#### Task prompt:
Give these entries again, switching "component" to "module" and changing nothing else. Leave the pictures out.

#### Material provided:
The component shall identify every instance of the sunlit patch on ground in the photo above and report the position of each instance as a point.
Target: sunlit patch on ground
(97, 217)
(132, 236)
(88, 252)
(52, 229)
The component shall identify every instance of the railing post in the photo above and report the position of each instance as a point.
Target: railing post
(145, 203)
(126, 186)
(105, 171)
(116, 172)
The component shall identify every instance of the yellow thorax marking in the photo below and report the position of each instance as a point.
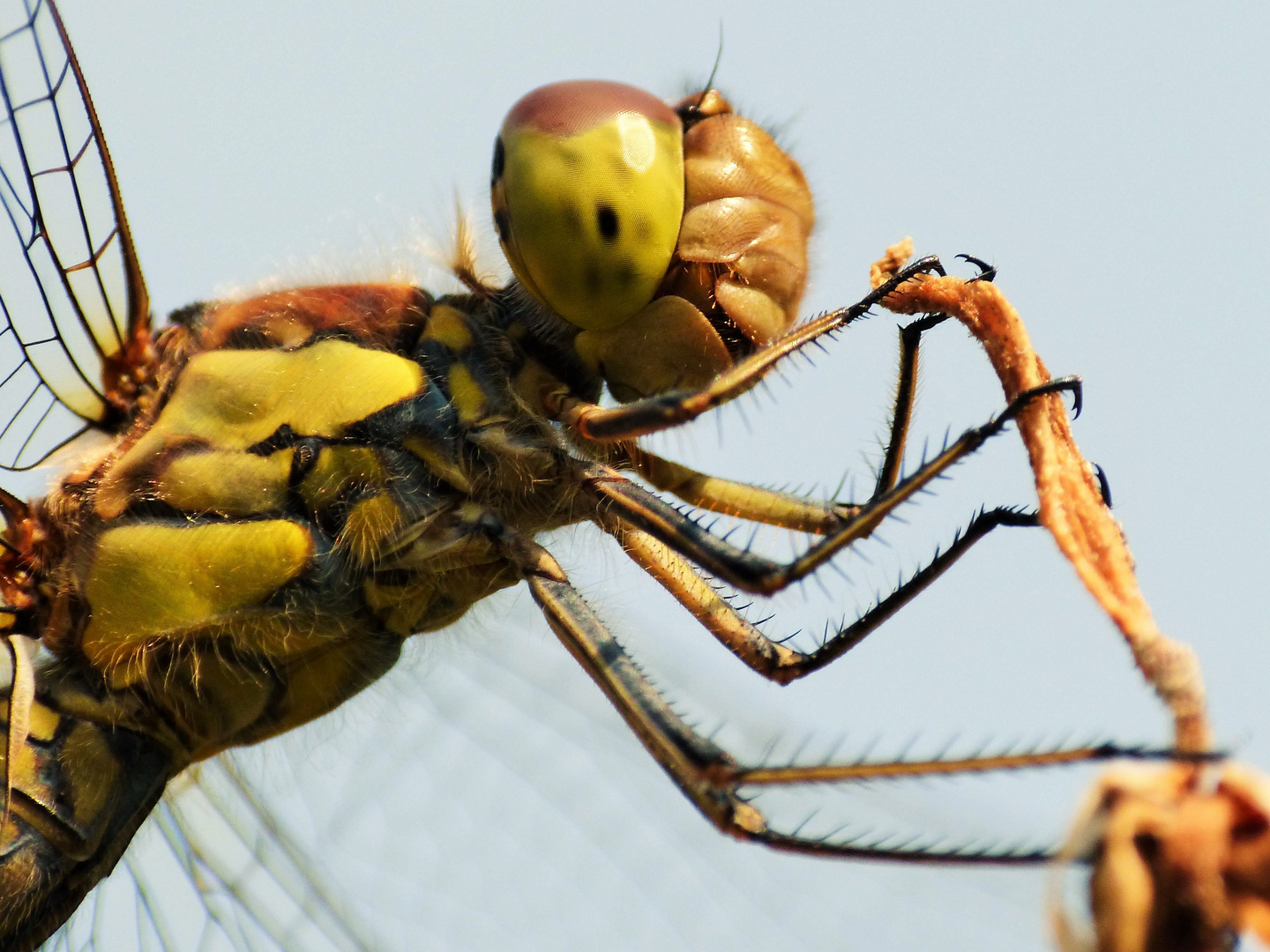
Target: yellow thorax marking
(150, 580)
(235, 398)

#### Exercise response:
The module shall identify every instance of the sunlit patch on ground in the photo above and report the position of each instance as a point.
Target: sunlit patch on ground
(97, 217)
(132, 236)
(88, 252)
(52, 229)
The module shall identify every instance of the railing post in the photo above and report the position of each instance as a point.
Target: railing post
(145, 203)
(126, 186)
(105, 171)
(116, 172)
The module shall identify every instance of the yellow thorax marking in the photo below and report the position of each instance as a point.
Target: yellow thorax marking
(150, 580)
(235, 398)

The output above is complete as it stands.